--- EXTRACT PROVIDED Enclosed Below ---
For years, researchers have observed correlations between various mental illnesses and immunological disorders in people, but didn't know what was causing what. Did the mental illness arise in response to a disabling auto-immune problem? Or do psychiatric problems and therapies suppress the immune system?

In a study published in today's edition of the journal Cell , Capecchi and his U. colleagues establish show that a mutant version of the gene Hoxb8 disturbs marrow, the pliable blood-producing tissue inside bones.

A 2002 study by Capecchi connected this gene with pathological hair pulling and self-mutilation in mice. Capecchi has now shown the gene causes the production of defective microglia, immune-system cells produced in bone marrow that migrate to the brain. Most microglia are with the brain at birth, but 40 percent originate in the marrow as white blood cells. It's the migratory microglia that Capecchi's team studied.

Microglia were once thought to be the brain's "scavengers," cleaning up dead tissue following neurological injury, he said. But they now appear to serve an immunological role, defending the brain and spinal cord against infection.

Capecchi's new study describes how the team induced pathological fur grooming by transplanting this mutant marrow into healthy mice, then cured them by transplanting normal marrow.

"It was a surprise, but it worked. We can do it both ways," Capecchi said.
--- End of Enclosed EXTRACT PROVIDED ---
--- STUDY MATERIAL Enclosed Below ---
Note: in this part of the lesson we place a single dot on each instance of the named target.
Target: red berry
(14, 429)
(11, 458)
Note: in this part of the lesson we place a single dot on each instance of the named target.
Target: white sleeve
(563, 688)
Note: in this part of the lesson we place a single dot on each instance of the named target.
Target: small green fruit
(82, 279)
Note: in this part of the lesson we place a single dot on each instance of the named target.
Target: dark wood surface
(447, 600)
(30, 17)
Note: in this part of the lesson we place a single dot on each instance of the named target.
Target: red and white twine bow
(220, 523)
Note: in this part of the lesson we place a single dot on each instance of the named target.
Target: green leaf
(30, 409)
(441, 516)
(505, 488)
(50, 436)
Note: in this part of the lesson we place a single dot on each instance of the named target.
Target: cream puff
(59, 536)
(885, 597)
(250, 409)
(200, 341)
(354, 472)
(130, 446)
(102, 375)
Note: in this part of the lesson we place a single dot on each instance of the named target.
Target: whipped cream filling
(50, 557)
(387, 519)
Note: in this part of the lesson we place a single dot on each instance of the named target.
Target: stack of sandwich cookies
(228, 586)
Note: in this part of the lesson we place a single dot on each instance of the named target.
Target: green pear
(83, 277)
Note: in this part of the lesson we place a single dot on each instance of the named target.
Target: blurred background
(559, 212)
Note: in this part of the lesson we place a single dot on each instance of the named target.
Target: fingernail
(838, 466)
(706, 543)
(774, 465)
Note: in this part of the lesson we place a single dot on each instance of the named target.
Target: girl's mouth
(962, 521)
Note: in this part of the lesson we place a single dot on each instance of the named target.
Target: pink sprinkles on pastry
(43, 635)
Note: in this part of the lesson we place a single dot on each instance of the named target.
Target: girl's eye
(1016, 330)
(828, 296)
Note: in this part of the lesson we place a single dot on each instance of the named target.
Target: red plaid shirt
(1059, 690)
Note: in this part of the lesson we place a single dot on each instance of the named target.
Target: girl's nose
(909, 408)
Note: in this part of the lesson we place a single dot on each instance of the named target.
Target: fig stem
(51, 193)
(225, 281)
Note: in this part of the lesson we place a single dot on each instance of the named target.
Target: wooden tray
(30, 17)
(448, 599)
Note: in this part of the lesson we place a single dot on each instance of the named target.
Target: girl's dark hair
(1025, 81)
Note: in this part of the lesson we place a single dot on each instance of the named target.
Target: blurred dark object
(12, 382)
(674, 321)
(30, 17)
--- End of Enclosed STUDY MATERIAL ---
**REQUIREMENT 1**
Please write out the stretch of the Hoxb8 article from "A 2002 study" through "transplanting normal marrow.".
**REQUIREMENT 2**
Answer these questions from the Hoxb8 article:
(a) In which journal was the new study published?
(b) What percentage of microglia originate in the marrow as white blood cells?
(c) In what year did Capecchi's earlier study connect the gene with hair pulling and self-mutilation in mice?
**REQUIREMENT 3**
Go on with the Hoxb8 article, starting after its last line.
The records have no connection to the Hoxb8 article.

**EXPECTED OUTPUT 1**
A 2002 study by Capecchi connected this gene with pathological hair pulling and self-mutilation in mice. Capecchi has now shown the gene causes the production of defective microglia, immune-system cells produced in bone marrow that migrate to the brain. Most microglia are with the brain at birth, but 40 percent originate in the marrow as white blood cells. It's the migratory microglia that Capecchi's team studied.

Microglia were once thought to be the brain's "scavengers," cleaning up dead tissue following neurological injury, he said. But they now appear to serve an immunological role, defending the brain and spinal cord against infection.

Capecchi's new study describes how the team induced pathological fur grooming by transplanting this mutant marrow into healthy mice, then cured them by transplanting normal marrow.

**EXPECTED OUTPUT 2**
(a) Cell
(b) 40 percent
(c) 2002

**EXPECTED OUTPUT 3**
The condition is akin to trichotillomania (trick-o-til-o-MAY-nee-ah) in humans, which affects about 2 percent of the population. Capecchi believes the hair-pulling disorder in mice is a good model for human obsessive-compulsive disorders, but some neuroscientists aren't so sure.

"I am skeptical of animal models of 'obsessive compulsive disorder,' which requires senseless behaviors (including hand washing) with insight that they are irrational," wrote Judith Rapoport, a branch chief in child psychiatry at the National Institute of Mental Health, in an e-mail. "Very tough to get [an] animal model."

The U. results disprove previous theories that the hair-pulling disorder is cause by decreased sensitivity to pain, said Capecchi, who is also an investigator with the Howard Hughes Medical Institute, which funded the work along with the National Institutes of Health.

Capecchi stressed he does not propose treating mental illness with bone-marrow transplants, which are costly and dangerous, and normally reserved for life-threatening cancers and auto-immune disorders. But the research could point to new explorations of immune-based treatments.

The next step is to determine what defective microglia do to the brain.

"How does is it affect behavior? My guess is there can be multiple ways, but that will take us a few years," Capecchi said. "We anticipate it has to affect neural circuitry in some way."

Capecchi's co-authors included geneticist Shau-Kwaun Chen; postdoctoral fellows Petr Tvrdik, Erik Peden and Sen Wu; Gerald Spangrude, an internal medicine professor; and Scott Cho, a graduate student in Spangrude's lab.